Top of DATA FOR PROCESSING
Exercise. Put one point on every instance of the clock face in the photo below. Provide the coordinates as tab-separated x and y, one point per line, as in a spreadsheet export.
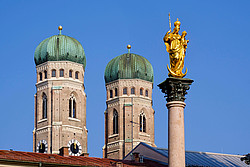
75	147
42	147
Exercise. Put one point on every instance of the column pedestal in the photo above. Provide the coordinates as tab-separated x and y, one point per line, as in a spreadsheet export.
175	90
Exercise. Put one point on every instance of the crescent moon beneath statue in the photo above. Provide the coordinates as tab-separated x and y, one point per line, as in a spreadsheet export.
175	75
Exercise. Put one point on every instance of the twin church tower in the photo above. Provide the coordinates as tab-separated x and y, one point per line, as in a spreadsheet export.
60	100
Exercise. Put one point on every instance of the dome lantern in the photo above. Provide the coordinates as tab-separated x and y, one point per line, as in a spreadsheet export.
129	66
60	48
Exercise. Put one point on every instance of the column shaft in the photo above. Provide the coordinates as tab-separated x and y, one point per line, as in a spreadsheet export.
176	138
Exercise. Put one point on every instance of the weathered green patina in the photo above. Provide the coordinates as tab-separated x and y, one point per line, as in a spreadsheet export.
129	66
60	48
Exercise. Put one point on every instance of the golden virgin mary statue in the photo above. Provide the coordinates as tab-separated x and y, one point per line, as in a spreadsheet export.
176	47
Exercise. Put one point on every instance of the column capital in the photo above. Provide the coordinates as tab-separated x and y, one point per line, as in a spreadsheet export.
175	89
175	104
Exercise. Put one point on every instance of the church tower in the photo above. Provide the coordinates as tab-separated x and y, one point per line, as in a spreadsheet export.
60	100
129	116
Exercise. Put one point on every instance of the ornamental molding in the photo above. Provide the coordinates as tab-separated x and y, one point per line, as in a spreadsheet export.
65	83
129	83
175	89
72	128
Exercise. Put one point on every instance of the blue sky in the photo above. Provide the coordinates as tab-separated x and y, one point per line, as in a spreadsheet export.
217	112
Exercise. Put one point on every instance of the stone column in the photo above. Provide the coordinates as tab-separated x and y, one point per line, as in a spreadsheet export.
175	90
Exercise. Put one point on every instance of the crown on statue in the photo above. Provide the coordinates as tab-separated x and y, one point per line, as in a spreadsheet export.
177	23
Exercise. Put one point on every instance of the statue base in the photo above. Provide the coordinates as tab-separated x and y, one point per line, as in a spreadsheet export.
175	89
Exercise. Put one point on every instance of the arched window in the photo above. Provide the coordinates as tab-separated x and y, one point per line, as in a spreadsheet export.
142	122
70	73
40	76
141	91
72	106
61	73
132	91
45	74
53	73
115	122
44	109
116	92
124	91
76	75
111	93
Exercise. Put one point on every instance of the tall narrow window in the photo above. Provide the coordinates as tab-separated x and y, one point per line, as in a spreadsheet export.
111	93
74	109
76	75
61	73
70	73
142	123
72	106
53	73
44	109
141	91
40	76
116	92
124	91
132	91
45	74
115	122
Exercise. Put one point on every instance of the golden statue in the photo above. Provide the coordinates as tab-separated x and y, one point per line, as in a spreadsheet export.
176	46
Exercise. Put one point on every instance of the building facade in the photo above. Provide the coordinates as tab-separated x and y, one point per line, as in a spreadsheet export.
60	100
129	116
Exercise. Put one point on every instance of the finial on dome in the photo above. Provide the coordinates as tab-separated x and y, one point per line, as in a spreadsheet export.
60	30
129	47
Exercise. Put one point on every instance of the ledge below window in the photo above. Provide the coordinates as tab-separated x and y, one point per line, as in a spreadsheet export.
114	135
144	134
74	119
42	120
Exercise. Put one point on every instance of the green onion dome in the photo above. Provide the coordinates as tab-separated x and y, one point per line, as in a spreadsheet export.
129	66
60	48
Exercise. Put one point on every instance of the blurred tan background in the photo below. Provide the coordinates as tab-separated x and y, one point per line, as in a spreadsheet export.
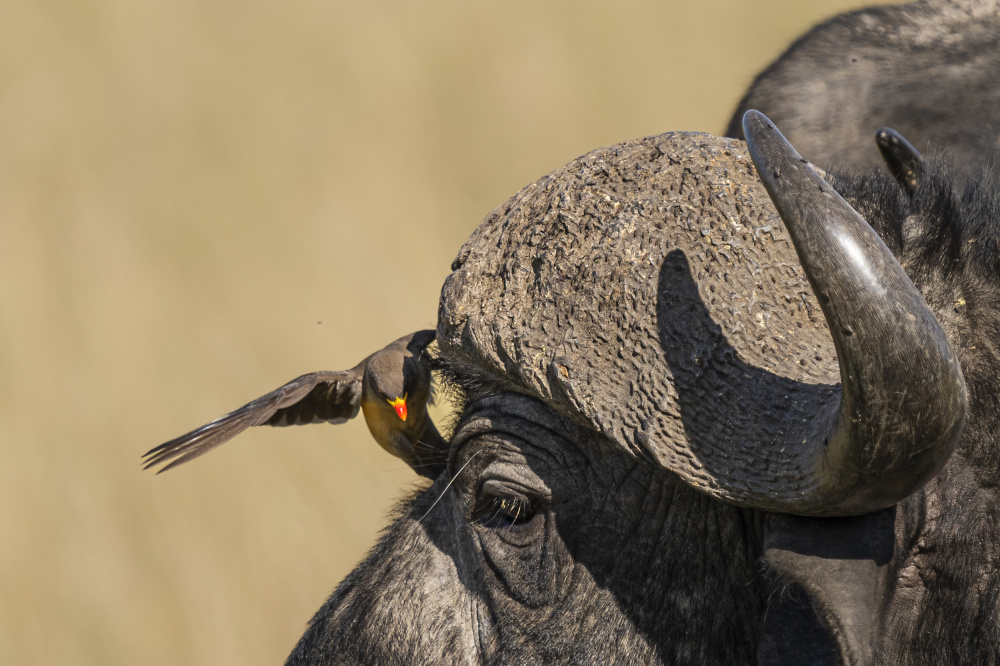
202	200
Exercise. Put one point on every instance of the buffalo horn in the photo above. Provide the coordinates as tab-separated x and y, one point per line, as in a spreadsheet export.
903	399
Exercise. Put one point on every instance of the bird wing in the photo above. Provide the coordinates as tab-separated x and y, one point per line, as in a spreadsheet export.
333	397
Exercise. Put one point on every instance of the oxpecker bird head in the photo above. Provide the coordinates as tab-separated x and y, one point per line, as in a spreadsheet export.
399	404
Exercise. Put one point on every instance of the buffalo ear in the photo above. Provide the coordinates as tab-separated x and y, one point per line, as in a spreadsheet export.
904	162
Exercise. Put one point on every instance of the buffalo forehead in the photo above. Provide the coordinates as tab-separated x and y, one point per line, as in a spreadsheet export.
591	287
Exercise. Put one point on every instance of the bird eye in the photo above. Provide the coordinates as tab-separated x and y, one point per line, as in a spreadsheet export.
502	510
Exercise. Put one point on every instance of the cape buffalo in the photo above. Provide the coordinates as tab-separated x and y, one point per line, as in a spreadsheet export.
929	69
699	431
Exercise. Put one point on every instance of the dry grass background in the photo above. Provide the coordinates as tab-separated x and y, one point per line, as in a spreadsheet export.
202	200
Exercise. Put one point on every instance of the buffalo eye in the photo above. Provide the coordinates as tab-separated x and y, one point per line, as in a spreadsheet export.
499	505
495	511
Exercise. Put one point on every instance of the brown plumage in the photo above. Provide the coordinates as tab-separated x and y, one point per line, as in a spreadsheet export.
392	387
Bottom of DATA FOR PROCESSING
* **PROMPT**:
Repeat word for word the lines running from the line containing "Exercise. Put one point on every instance of the dry" to the end of the entries above, inclusive.

* **ANSWER TO THIS PROBLEM**:
Exercise. Put one point on every instance of the dry grass background in the photo above. Provide the coordinates as tab-separated x and y, one point per line, as in a spreadsheet export.
202	200
Exercise. Put one point on every instance of the buffalo eye in the photo above. Provide the coordinates as tab-separated x and y, one point per line, as in a spreadsheet export.
499	505
495	511
Exercise. Put one point on every instance of the brown plumage in the photo above. Provide the coordinates as tab-separated x and y, one point per line, as in a spreadsheet export.
392	387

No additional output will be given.